Extract the lines from the one containing "Where can the rear passenger" through the end of the material, reproducing them word for word. Leave the pictures out of your answer.

(Dataset rows)
= = = =

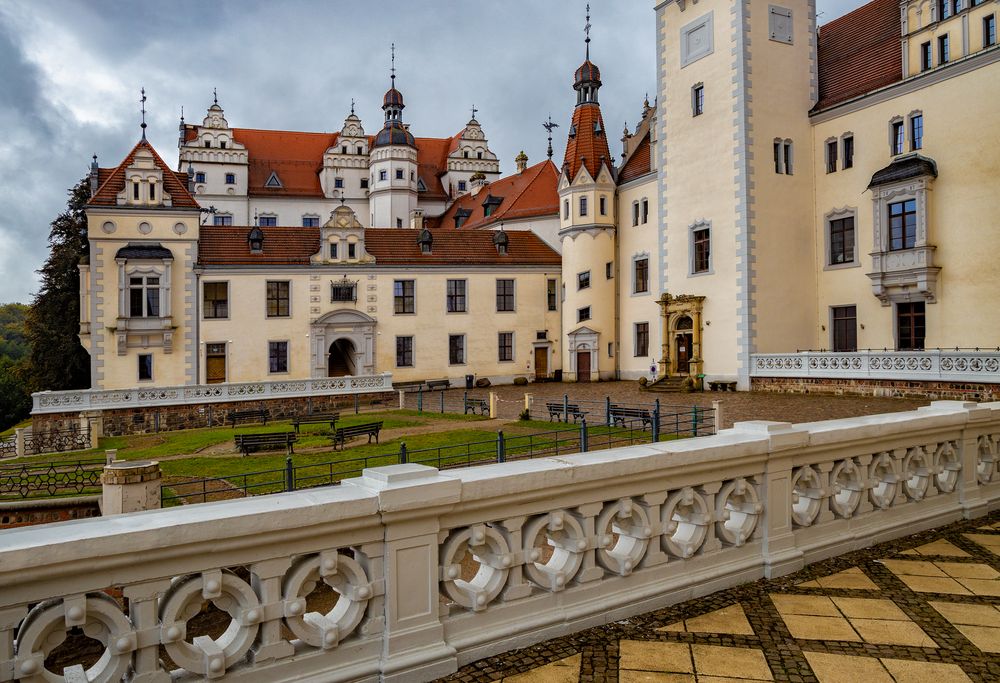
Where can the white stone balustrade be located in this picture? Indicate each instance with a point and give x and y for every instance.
(932, 365)
(436, 569)
(94, 399)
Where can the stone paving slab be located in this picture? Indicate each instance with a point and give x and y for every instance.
(922, 608)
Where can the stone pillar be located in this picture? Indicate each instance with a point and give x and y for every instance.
(411, 497)
(130, 486)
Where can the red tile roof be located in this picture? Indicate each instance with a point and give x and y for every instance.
(859, 52)
(533, 193)
(638, 164)
(587, 147)
(112, 181)
(227, 245)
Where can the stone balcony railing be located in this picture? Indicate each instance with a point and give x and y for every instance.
(437, 569)
(96, 399)
(934, 365)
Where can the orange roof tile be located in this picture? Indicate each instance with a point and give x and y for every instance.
(112, 181)
(533, 193)
(638, 164)
(859, 52)
(587, 147)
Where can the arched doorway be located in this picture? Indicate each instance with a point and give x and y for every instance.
(341, 360)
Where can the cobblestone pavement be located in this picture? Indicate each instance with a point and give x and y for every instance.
(922, 608)
(736, 406)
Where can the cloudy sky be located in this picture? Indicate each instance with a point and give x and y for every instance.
(72, 73)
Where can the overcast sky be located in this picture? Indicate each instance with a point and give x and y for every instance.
(72, 73)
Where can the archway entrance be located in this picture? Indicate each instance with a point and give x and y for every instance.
(341, 358)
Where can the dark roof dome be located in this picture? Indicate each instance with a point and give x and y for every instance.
(392, 98)
(394, 134)
(588, 71)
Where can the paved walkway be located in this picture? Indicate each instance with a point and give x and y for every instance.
(923, 608)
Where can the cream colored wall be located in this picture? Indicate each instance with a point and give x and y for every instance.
(248, 330)
(634, 241)
(962, 207)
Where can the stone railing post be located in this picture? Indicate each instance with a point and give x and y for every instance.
(410, 497)
(130, 486)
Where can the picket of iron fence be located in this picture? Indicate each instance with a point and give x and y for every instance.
(50, 480)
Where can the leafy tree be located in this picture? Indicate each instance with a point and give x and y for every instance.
(57, 359)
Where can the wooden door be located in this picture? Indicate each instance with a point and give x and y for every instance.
(684, 342)
(541, 363)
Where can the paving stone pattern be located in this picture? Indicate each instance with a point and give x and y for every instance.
(922, 608)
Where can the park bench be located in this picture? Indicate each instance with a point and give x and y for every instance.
(477, 404)
(570, 410)
(317, 418)
(247, 416)
(270, 441)
(342, 434)
(620, 415)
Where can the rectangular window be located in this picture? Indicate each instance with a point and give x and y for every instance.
(916, 132)
(898, 134)
(844, 321)
(903, 225)
(144, 296)
(910, 326)
(404, 352)
(505, 295)
(505, 346)
(278, 296)
(455, 298)
(456, 349)
(277, 357)
(404, 296)
(641, 339)
(842, 241)
(641, 276)
(145, 367)
(702, 248)
(216, 300)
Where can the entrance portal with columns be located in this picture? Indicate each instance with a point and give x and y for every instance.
(681, 317)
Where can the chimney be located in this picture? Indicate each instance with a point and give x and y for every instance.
(522, 161)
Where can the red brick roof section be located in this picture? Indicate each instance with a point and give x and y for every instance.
(112, 181)
(531, 194)
(587, 147)
(227, 246)
(859, 52)
(638, 164)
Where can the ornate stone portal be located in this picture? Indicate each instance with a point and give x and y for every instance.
(681, 348)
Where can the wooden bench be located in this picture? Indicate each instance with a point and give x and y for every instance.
(558, 410)
(620, 415)
(317, 418)
(247, 416)
(342, 434)
(474, 404)
(269, 441)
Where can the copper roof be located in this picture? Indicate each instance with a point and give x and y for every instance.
(112, 181)
(859, 52)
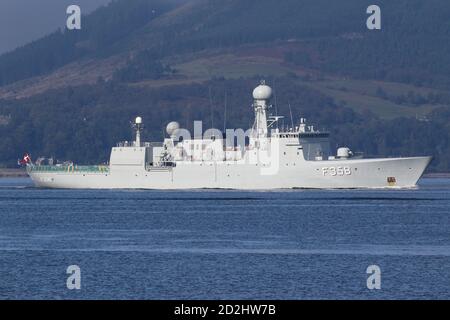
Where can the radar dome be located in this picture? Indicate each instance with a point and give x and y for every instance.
(262, 92)
(172, 128)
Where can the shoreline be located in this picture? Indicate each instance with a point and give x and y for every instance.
(21, 173)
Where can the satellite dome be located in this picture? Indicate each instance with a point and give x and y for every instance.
(172, 128)
(262, 92)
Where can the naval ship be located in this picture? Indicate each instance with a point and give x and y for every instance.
(298, 156)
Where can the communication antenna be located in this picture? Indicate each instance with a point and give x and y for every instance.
(138, 126)
(211, 107)
(225, 113)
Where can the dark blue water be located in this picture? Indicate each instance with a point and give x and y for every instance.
(299, 244)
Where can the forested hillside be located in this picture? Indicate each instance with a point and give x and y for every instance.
(383, 92)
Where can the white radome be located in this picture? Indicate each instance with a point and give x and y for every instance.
(138, 120)
(262, 92)
(172, 127)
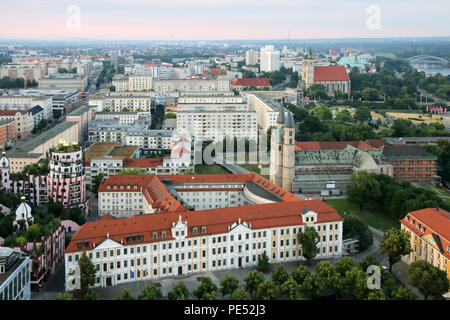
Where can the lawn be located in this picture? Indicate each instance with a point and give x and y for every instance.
(377, 219)
(210, 169)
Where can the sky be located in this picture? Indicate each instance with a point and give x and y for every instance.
(222, 19)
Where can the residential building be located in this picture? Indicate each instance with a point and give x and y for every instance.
(14, 275)
(247, 83)
(411, 163)
(429, 232)
(248, 216)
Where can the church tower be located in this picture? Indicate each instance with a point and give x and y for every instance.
(282, 151)
(288, 153)
(4, 171)
(308, 69)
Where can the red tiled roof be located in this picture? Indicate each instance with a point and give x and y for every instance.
(216, 221)
(249, 82)
(330, 73)
(142, 163)
(435, 220)
(332, 145)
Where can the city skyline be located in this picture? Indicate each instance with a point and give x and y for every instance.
(219, 20)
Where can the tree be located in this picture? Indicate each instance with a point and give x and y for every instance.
(362, 114)
(312, 286)
(376, 295)
(395, 243)
(430, 280)
(326, 271)
(290, 289)
(229, 284)
(87, 272)
(403, 293)
(354, 227)
(252, 281)
(179, 292)
(34, 233)
(279, 275)
(125, 295)
(96, 182)
(240, 294)
(354, 284)
(344, 116)
(92, 295)
(263, 262)
(64, 296)
(300, 274)
(206, 286)
(345, 264)
(363, 188)
(267, 290)
(308, 240)
(151, 292)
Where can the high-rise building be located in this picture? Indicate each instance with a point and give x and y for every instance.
(66, 179)
(270, 59)
(251, 57)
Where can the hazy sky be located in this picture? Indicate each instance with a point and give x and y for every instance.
(222, 19)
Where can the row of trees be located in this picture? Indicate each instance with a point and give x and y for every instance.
(8, 83)
(370, 190)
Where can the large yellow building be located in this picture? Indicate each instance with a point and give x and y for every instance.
(429, 231)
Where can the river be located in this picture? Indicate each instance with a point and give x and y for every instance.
(431, 68)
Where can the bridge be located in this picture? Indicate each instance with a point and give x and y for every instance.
(428, 58)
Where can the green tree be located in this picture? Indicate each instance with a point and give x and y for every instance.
(290, 289)
(96, 182)
(34, 233)
(430, 280)
(263, 262)
(308, 240)
(344, 116)
(87, 272)
(363, 188)
(354, 227)
(206, 286)
(300, 274)
(240, 294)
(125, 295)
(64, 296)
(313, 286)
(267, 290)
(403, 293)
(395, 244)
(179, 292)
(229, 284)
(376, 295)
(362, 114)
(151, 292)
(252, 281)
(92, 295)
(279, 275)
(345, 264)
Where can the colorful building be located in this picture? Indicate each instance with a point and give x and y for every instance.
(429, 231)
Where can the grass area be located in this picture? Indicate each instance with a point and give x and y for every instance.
(210, 169)
(377, 219)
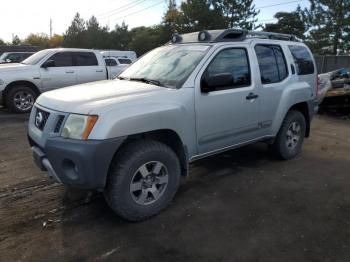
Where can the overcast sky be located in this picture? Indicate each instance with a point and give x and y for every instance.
(22, 17)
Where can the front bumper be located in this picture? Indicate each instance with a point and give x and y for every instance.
(1, 98)
(76, 163)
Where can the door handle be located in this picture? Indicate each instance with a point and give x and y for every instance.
(251, 96)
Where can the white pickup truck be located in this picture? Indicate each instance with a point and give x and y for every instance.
(21, 84)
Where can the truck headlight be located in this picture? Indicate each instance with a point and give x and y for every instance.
(78, 126)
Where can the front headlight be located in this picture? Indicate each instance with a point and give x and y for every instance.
(78, 126)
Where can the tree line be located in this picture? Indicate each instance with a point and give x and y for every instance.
(324, 26)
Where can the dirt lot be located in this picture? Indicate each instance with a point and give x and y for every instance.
(239, 206)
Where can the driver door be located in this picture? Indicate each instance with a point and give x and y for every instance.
(227, 115)
(60, 73)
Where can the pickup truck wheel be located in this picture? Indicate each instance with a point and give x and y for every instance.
(291, 135)
(20, 99)
(143, 180)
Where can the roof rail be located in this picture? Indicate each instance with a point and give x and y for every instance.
(228, 35)
(269, 35)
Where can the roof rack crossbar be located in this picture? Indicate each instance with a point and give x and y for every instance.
(269, 35)
(229, 35)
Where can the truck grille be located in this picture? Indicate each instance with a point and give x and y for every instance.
(59, 123)
(40, 119)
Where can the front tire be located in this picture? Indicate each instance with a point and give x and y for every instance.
(20, 99)
(143, 180)
(290, 137)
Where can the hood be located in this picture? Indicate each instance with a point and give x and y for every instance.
(93, 97)
(7, 67)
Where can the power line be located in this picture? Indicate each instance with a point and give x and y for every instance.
(121, 8)
(139, 11)
(286, 3)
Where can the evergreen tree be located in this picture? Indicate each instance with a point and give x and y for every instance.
(16, 40)
(239, 13)
(329, 23)
(120, 37)
(196, 15)
(288, 23)
(74, 36)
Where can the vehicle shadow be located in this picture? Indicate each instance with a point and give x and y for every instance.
(91, 217)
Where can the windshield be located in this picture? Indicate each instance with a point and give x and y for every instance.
(3, 56)
(36, 58)
(170, 66)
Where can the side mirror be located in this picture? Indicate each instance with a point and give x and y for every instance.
(216, 81)
(48, 63)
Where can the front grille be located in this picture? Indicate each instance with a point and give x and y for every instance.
(40, 119)
(59, 123)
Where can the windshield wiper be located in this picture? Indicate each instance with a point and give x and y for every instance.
(143, 80)
(146, 80)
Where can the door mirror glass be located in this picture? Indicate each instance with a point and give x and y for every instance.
(48, 63)
(216, 81)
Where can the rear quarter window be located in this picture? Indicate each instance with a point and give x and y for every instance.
(302, 59)
(86, 59)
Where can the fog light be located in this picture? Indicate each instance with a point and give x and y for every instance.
(71, 170)
(203, 35)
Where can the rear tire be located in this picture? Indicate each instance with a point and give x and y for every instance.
(290, 137)
(20, 99)
(143, 180)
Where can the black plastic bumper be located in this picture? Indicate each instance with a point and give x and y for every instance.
(83, 164)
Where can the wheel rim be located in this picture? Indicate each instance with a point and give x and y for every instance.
(23, 100)
(149, 183)
(293, 135)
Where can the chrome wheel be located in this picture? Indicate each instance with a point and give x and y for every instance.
(293, 135)
(149, 183)
(23, 100)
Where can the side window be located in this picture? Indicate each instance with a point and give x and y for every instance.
(124, 61)
(62, 59)
(110, 62)
(272, 64)
(302, 60)
(86, 59)
(229, 62)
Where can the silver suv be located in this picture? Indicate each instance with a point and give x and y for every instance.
(201, 94)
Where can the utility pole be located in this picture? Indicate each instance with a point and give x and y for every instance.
(50, 28)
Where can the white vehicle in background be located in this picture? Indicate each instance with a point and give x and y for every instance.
(14, 57)
(128, 55)
(21, 84)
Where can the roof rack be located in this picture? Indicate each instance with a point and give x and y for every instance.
(228, 35)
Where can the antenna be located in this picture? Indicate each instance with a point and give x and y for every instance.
(50, 28)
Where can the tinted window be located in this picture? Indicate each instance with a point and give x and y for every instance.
(86, 59)
(124, 61)
(14, 57)
(110, 62)
(62, 59)
(231, 61)
(302, 60)
(272, 64)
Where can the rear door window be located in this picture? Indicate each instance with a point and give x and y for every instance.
(110, 62)
(302, 59)
(231, 61)
(124, 61)
(272, 64)
(62, 59)
(86, 59)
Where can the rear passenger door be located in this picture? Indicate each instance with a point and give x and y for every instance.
(61, 73)
(229, 114)
(88, 69)
(274, 79)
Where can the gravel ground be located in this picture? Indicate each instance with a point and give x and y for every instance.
(242, 205)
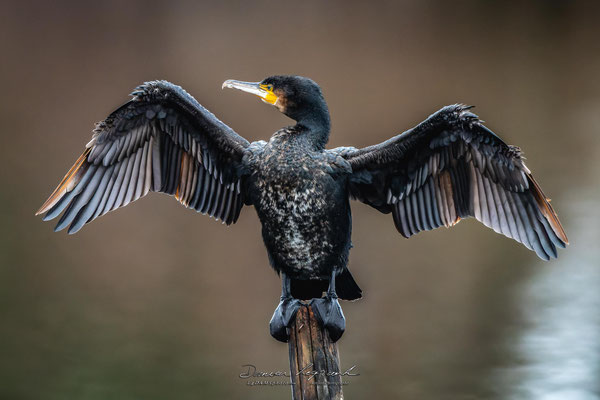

= = = =

### [WRITTEN RESPONSE]
Where can the rear passenger door be located in this picture? Indicate each instance with a point and give x and y for every instance.
(61, 73)
(229, 114)
(88, 69)
(274, 79)
Where can the gravel ground be located in this picture? Indicate each instance with a point and give x and y for every instance.
(242, 205)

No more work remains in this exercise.